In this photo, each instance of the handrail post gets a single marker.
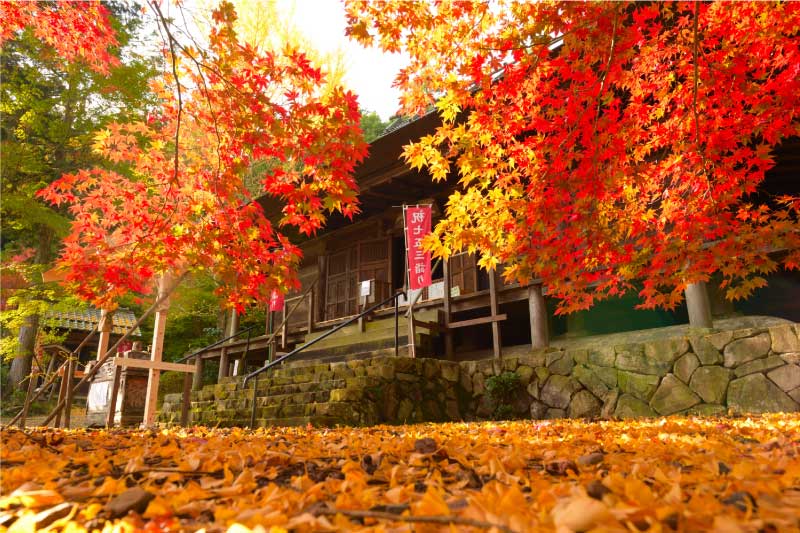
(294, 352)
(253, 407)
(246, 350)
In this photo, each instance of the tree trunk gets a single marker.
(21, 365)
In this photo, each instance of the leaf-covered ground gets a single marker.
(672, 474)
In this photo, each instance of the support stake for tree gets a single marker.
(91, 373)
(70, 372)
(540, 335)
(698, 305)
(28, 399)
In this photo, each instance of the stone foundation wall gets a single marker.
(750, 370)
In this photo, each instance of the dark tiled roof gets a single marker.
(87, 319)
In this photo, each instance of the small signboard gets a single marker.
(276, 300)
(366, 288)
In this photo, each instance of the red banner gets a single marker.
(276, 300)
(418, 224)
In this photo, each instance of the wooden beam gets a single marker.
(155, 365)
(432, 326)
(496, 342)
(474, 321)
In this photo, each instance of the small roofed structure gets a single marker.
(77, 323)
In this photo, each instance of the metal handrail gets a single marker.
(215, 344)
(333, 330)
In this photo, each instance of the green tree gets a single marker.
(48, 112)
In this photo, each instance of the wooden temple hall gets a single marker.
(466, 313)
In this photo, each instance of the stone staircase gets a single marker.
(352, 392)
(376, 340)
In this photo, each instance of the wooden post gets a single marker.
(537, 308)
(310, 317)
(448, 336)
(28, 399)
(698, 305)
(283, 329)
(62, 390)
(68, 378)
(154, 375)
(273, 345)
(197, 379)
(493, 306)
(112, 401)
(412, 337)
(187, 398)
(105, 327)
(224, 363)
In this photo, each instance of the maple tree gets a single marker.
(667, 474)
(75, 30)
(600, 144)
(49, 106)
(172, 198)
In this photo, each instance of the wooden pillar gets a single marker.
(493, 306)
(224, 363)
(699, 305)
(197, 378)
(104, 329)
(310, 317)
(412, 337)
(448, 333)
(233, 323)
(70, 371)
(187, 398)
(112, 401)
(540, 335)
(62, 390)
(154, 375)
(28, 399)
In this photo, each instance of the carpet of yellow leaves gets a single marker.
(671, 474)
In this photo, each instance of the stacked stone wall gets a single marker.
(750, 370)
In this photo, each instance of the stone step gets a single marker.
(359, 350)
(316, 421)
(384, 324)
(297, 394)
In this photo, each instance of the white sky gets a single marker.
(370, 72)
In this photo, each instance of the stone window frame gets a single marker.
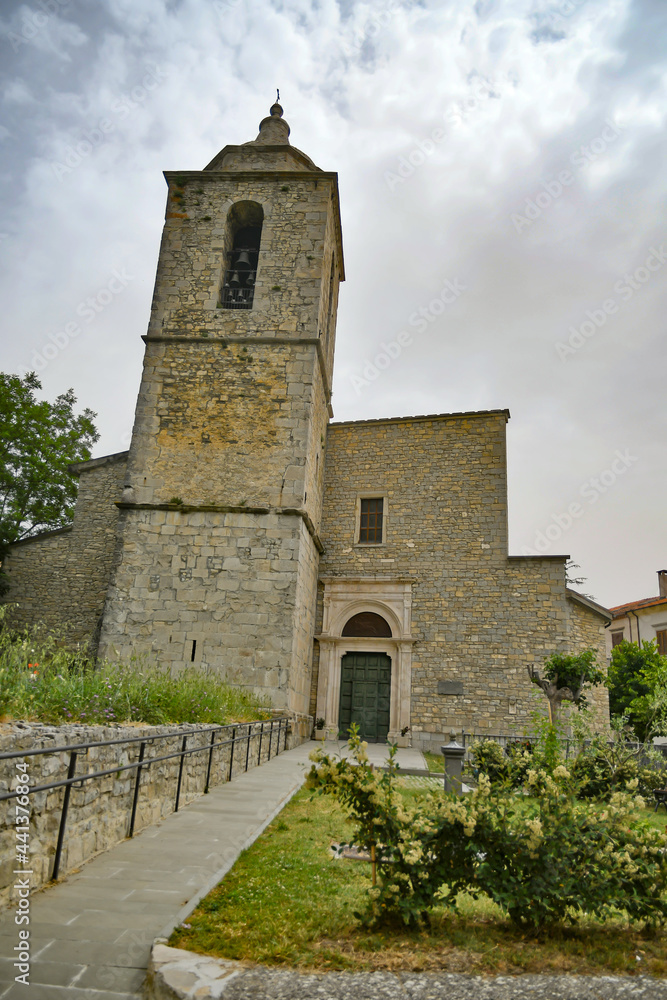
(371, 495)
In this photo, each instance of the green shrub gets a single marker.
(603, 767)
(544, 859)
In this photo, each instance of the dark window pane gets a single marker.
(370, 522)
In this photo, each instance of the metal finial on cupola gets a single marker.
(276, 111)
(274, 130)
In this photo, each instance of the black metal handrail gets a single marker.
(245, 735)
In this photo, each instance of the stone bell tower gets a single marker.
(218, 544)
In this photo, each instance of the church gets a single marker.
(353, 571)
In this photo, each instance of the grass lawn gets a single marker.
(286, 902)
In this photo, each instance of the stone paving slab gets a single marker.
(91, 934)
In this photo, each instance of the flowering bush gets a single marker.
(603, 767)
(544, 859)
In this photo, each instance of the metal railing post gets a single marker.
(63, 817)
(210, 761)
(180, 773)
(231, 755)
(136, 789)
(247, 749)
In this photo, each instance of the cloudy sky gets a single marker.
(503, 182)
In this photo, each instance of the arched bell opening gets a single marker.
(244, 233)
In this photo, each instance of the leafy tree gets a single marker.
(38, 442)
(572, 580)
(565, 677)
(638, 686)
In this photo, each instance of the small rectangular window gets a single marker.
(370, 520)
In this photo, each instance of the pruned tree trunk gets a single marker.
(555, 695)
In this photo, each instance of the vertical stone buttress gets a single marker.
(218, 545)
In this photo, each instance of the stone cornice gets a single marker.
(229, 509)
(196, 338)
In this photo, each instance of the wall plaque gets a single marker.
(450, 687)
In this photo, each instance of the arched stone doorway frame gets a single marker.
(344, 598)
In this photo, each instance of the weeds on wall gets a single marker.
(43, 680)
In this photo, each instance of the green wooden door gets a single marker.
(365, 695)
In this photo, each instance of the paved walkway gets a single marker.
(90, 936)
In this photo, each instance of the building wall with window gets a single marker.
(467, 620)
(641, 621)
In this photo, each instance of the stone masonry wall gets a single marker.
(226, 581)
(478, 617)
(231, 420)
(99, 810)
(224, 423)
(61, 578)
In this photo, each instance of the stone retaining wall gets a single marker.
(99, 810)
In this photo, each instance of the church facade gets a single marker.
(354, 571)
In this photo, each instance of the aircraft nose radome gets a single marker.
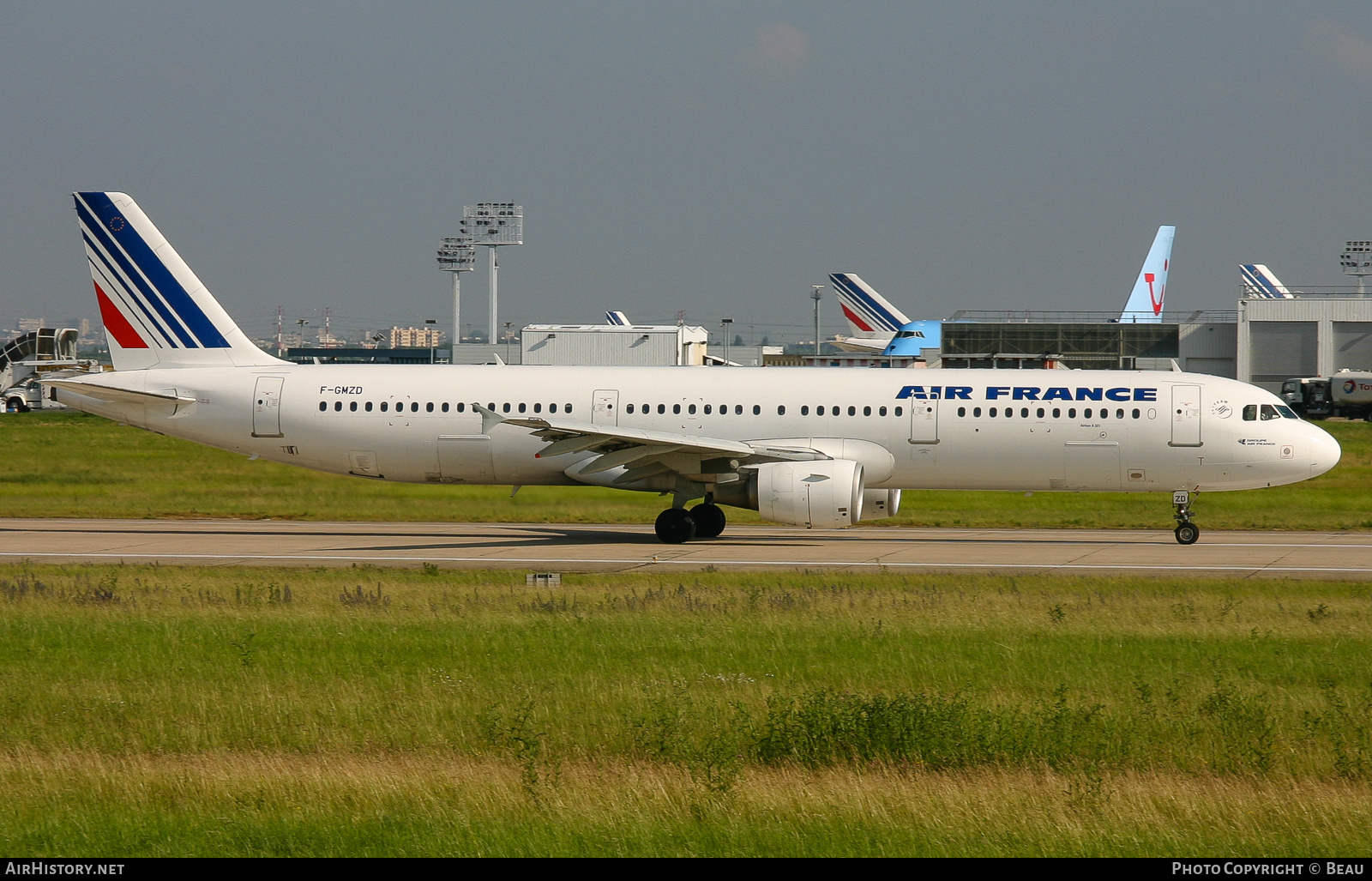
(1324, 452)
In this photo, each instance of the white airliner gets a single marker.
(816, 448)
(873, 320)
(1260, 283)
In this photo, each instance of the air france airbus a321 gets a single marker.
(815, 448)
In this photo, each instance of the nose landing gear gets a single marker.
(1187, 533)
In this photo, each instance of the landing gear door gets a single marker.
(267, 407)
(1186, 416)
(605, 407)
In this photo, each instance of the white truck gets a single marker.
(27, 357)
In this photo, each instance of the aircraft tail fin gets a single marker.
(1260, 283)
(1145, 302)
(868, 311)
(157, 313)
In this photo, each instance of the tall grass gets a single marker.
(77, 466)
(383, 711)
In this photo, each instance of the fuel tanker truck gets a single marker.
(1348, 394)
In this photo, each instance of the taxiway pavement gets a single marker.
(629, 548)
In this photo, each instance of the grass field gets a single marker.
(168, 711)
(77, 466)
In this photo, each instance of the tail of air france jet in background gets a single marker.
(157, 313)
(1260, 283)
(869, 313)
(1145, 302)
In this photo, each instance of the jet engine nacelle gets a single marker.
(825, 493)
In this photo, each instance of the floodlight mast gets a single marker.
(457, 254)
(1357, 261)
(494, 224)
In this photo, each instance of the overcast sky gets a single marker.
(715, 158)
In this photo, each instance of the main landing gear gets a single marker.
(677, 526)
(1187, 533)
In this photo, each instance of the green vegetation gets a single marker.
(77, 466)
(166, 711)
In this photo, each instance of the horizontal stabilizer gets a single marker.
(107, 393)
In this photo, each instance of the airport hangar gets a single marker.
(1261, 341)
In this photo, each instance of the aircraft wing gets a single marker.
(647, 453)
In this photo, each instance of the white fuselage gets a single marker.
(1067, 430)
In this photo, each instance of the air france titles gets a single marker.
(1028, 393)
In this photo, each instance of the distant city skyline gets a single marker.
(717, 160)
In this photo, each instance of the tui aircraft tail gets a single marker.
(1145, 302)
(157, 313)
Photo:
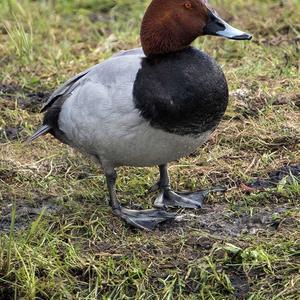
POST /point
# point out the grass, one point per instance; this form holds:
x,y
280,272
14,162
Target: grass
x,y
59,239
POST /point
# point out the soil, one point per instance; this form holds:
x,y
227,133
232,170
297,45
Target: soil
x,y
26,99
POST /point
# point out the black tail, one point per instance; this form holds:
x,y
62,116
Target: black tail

┄┄┄┄┄┄┄┄┄┄┄┄┄┄┄┄┄┄┄┄

### [Stated problem]
Starting at the line that contains "In this photo, each instance of the air france titles" and ending at the last line of the items, reproduce every line, requests included. Scale each coordinate in the answers by 1.6 and round to whole numbers, with halves rounded up, but leave the numbers in the requests and their format samples unchanged and omit the pictures.

### [Solution for this problem]
In this photo, each instance of the air france titles gets a single marker.
(1645, 629)
In this photo, each instance of the distant city skyline gets a single marker.
(1147, 256)
In this photo, each instance of the tui aircraft tail gets a single marker.
(1832, 483)
(251, 501)
Photo:
POST /point
# point out the grass, one point per instance; this form holds:
x,y
280,272
14,162
Target: grass
x,y
94,382
POST /point
# point out the soil, one point per instance; this form holds:
x,y
227,133
232,170
297,45
Target: soil
x,y
42,158
POST /point
# point out the black tail, one point per instance; this form holds:
x,y
62,116
Target: black tail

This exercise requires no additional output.